___ DATA LINES ___

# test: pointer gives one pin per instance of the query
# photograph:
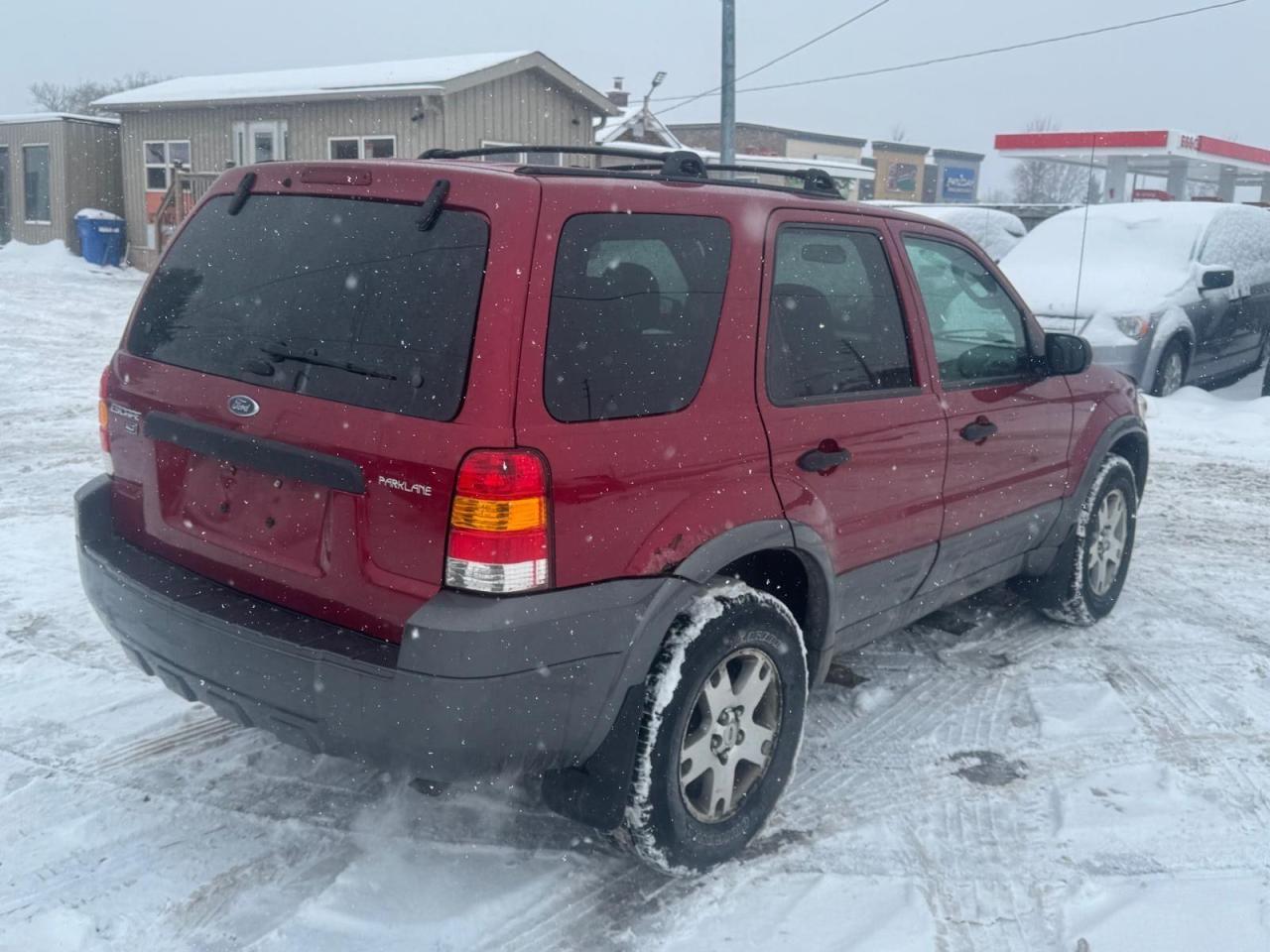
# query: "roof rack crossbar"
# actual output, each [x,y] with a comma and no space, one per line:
[645,154]
[670,164]
[813,179]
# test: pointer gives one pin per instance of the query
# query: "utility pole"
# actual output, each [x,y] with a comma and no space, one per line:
[728,102]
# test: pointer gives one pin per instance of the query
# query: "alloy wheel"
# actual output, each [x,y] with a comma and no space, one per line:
[1106,547]
[730,735]
[1171,380]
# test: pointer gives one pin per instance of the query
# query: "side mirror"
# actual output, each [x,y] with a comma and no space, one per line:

___

### WHAT THE TASK REQUIRES
Present every line of the data above as a numbered list, omitting blank lines. Leave the picture out of the list.

### TASK OUTPUT
1. # test: pointer gives one pin per instance of the query
2. # photograph:
3. # query: "roof rack crossbar"
4. # actual output, each [x,y] with a comma and no space, one per line:
5. [645,154]
6. [670,164]
7. [813,179]
8. # test: pointer gives one pin per instance of the query
9. # query: "utility pole"
10. # actual output, each [x,y] with a comma and no space, one per line:
11. [728,102]
12. # test: pointer gives one pin per instance of the query
13. # query: "alloy wheel"
14. # actual output, each [x,y] with a comma and no space, one per line:
15. [1106,547]
16. [730,735]
17. [1171,380]
18. # test: pointer gives one pin per instance of the query
19. # query: "side mirror"
20. # actual output, each [x,y] with a comma and no space, one per line:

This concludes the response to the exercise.